── GIVEN INFORMATION

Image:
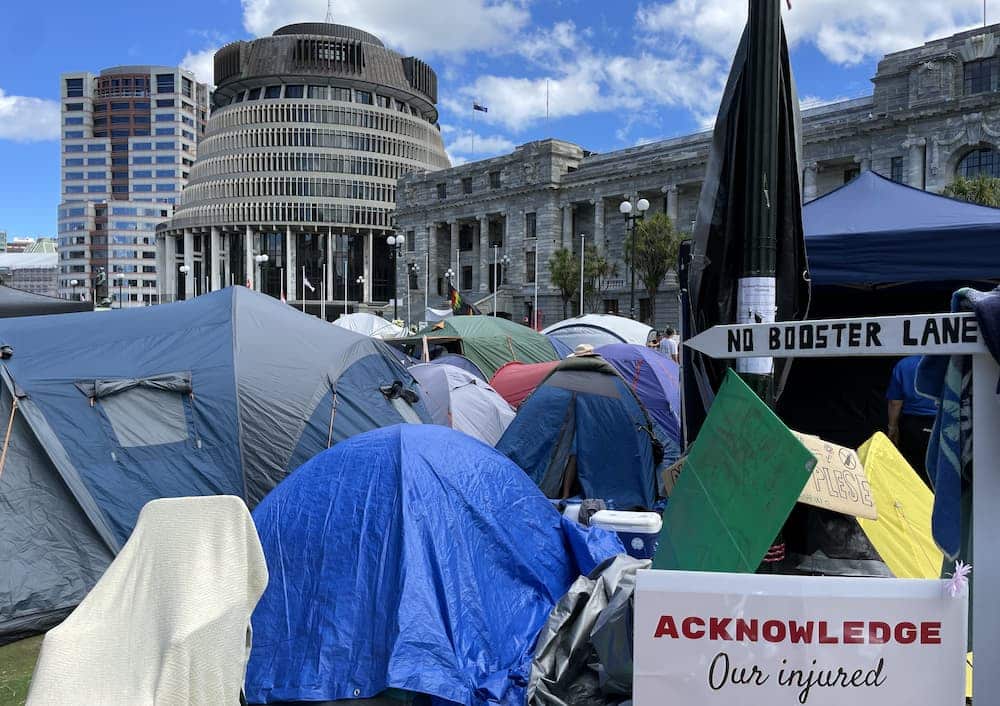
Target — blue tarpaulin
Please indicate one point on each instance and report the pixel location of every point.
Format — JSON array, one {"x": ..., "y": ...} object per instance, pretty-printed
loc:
[
  {"x": 875, "y": 231},
  {"x": 414, "y": 558},
  {"x": 224, "y": 394}
]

────

> _DIRECTIONS FOR THIS TASK_: Transcribe everything above exactly. Do not include the pictures.

> _RESULT OF THIS EXERCISE_:
Image:
Target — blue tarpaulin
Please indicate one point on each instance and report the pixel location of every point.
Format — JSON array, one {"x": ..., "y": ...} object per instance, pretty-printed
loc:
[
  {"x": 875, "y": 231},
  {"x": 414, "y": 558},
  {"x": 224, "y": 394}
]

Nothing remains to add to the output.